Exercise requirements ::
Write out the entries, please, from the line containing "Would you be able to mark the renault" through their final line, exactly and with nothing else.

— Begin Provided entries —

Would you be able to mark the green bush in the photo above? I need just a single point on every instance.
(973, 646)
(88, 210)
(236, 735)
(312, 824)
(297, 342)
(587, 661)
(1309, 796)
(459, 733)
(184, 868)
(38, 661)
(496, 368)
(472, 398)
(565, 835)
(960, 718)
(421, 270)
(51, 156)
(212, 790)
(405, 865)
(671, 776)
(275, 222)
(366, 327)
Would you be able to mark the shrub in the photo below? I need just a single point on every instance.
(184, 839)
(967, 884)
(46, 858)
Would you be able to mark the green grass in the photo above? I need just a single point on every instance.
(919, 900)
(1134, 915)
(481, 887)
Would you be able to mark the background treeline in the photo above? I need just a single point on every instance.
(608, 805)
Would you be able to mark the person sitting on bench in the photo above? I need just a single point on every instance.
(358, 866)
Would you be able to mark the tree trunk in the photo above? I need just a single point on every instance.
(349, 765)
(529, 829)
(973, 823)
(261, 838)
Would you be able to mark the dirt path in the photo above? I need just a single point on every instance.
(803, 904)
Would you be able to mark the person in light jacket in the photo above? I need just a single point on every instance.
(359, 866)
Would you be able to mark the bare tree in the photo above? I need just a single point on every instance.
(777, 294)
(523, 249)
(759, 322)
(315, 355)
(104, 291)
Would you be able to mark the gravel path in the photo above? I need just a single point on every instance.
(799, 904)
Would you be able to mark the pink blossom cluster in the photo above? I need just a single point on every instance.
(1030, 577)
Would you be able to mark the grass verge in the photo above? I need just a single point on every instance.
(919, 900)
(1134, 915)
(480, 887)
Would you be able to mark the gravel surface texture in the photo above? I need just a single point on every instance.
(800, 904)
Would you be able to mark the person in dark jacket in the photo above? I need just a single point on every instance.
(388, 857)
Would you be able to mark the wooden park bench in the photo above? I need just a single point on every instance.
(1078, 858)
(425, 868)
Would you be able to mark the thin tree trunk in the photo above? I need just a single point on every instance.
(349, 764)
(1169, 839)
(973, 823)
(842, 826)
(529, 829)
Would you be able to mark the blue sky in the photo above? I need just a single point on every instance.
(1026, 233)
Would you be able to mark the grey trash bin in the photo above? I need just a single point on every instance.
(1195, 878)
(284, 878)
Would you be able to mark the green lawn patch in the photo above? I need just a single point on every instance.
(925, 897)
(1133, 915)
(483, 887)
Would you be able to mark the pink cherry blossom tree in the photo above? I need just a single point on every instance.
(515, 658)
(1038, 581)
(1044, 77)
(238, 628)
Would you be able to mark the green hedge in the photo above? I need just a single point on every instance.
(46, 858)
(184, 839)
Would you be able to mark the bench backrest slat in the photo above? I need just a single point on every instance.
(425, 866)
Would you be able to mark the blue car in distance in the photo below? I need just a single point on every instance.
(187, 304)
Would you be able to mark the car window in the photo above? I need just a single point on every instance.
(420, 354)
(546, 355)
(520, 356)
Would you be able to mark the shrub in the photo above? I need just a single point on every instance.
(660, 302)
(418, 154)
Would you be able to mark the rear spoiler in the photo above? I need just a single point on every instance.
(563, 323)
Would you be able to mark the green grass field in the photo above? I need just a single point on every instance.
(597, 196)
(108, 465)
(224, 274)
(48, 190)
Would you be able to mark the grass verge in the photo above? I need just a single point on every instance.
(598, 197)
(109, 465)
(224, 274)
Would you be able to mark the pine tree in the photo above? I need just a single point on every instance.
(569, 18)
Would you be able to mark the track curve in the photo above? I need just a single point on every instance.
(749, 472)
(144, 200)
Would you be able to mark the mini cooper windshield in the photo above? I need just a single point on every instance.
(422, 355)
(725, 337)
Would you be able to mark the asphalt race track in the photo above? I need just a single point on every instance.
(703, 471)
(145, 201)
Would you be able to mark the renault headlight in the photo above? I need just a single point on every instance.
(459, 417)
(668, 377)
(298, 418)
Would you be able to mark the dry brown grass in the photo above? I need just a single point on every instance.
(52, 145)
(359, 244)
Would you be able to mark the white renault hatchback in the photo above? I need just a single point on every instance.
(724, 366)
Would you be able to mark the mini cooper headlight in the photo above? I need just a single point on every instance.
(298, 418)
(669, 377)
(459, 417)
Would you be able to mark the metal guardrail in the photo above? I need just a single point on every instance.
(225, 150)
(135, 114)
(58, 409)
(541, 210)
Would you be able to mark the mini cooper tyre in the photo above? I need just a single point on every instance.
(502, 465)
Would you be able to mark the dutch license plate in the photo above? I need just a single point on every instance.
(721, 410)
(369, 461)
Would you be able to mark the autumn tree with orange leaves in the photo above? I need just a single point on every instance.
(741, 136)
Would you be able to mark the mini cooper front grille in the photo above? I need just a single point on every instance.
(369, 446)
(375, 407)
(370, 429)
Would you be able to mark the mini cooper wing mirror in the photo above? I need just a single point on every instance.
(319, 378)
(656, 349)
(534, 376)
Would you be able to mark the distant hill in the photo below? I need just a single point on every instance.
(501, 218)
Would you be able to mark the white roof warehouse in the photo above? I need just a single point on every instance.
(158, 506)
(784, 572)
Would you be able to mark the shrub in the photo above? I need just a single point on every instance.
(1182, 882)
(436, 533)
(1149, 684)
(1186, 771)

— End Provided entries —

Final result ::
Would you be able to mark the renault headlight in the photo above? I need just a single point on every instance.
(459, 417)
(668, 377)
(298, 418)
Would you be able to mark the dry brown grass in the photo above? I need just a single point on every instance.
(52, 145)
(359, 244)
Would you be able to mark the white renault hatchback in the photo above? I need just a single point on every instance.
(724, 366)
Would you be able to mark the mini cooper headlight in the photo above? I need just a single point on every instance.
(298, 418)
(669, 377)
(459, 417)
Would you be able to mark the metal guardrail in the photo above? I need just a single point on every instance.
(225, 150)
(135, 114)
(58, 409)
(541, 210)
Would you be able to mark the mini cooper tyre in the photo above? I need just a single point on every instance.
(502, 465)
Would you be able to mark the dutch license plate in the photo above? I need just a single point on every instance.
(721, 410)
(369, 461)
Would you be able to mark the autumn tree with orange leaves in the photo above? I need just a single point on every instance.
(741, 136)
Would you be able to mark the mini cooper front grille in the photo above? I need just a single point on every instance.
(369, 446)
(375, 407)
(370, 429)
Would you be able to mark the mini cooper wing mirror in the photo above? I need just a single point on every instance.
(319, 378)
(656, 349)
(534, 376)
Would you be able to mark the distant hill in the photo below? I need just a single point on every instance.
(501, 218)
Would you be able to mark the white roof warehouse in the photo above? I need just a single point on every instance.
(158, 506)
(784, 572)
Would you be able to mark the shrub in the photo above? I need just a single point on every instance.
(1182, 882)
(436, 533)
(1149, 684)
(1186, 771)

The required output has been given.